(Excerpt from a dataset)
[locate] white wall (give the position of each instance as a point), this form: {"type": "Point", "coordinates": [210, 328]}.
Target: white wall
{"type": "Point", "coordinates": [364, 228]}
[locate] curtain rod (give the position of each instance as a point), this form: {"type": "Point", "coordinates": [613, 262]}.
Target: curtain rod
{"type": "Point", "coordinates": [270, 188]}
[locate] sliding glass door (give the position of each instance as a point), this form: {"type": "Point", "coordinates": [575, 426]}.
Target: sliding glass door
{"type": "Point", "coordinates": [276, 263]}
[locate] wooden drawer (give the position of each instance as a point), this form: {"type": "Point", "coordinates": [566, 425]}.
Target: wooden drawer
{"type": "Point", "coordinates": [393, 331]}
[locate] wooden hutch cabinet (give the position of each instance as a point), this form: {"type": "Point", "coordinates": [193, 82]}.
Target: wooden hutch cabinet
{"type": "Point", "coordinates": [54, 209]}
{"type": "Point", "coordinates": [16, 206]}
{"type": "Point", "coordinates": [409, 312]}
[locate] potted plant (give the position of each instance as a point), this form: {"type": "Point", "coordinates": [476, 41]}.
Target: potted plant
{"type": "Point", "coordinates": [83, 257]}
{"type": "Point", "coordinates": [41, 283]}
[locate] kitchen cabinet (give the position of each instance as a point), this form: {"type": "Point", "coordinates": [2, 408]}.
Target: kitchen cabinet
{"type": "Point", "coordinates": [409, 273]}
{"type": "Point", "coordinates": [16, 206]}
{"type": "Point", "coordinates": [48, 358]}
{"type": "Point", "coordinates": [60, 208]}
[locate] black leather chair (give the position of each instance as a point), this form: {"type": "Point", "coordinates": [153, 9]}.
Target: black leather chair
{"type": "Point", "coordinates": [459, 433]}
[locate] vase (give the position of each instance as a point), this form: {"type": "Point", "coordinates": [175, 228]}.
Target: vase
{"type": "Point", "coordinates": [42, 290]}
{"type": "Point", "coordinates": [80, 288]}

Exercise objective: Extract all of the data exactly as written.

Response:
[locate] white wall (give the position of each instance as a point), this form: {"type": "Point", "coordinates": [210, 328]}.
Target: white wall
{"type": "Point", "coordinates": [364, 228]}
[locate] curtain rod (give the position of each instance as a point), this form: {"type": "Point", "coordinates": [613, 262]}.
Target: curtain rod
{"type": "Point", "coordinates": [270, 188]}
[locate] sliding glass door (give the position of each instance as a point), this form: {"type": "Point", "coordinates": [575, 426]}.
Target: sliding glass door
{"type": "Point", "coordinates": [276, 263]}
[locate] wooden drawer (give the position of each instance as a point), this form: {"type": "Point", "coordinates": [566, 425]}.
Target: wooden drawer
{"type": "Point", "coordinates": [393, 331]}
[locate] wooden hutch cabinet (give the position of each instance as a point), this form: {"type": "Point", "coordinates": [193, 82]}.
Target: wooden hutch cabinet
{"type": "Point", "coordinates": [54, 209]}
{"type": "Point", "coordinates": [16, 206]}
{"type": "Point", "coordinates": [409, 312]}
[locate] potted plant (give the position of each instance as a point), this form: {"type": "Point", "coordinates": [476, 41]}.
Target: potted plant
{"type": "Point", "coordinates": [83, 257]}
{"type": "Point", "coordinates": [41, 283]}
[locate] kitchen cabinet (give the position of each instance as a point), this form: {"type": "Point", "coordinates": [2, 408]}.
Target: kitchen cabinet
{"type": "Point", "coordinates": [409, 273]}
{"type": "Point", "coordinates": [16, 206]}
{"type": "Point", "coordinates": [48, 358]}
{"type": "Point", "coordinates": [60, 208]}
[locate] black leather chair (give the position of each instance as a point), this form: {"type": "Point", "coordinates": [153, 9]}.
Target: black leather chair
{"type": "Point", "coordinates": [459, 433]}
[locate] vase (give the position of each instance as a point), this form: {"type": "Point", "coordinates": [175, 228]}.
Target: vase
{"type": "Point", "coordinates": [42, 290]}
{"type": "Point", "coordinates": [80, 288]}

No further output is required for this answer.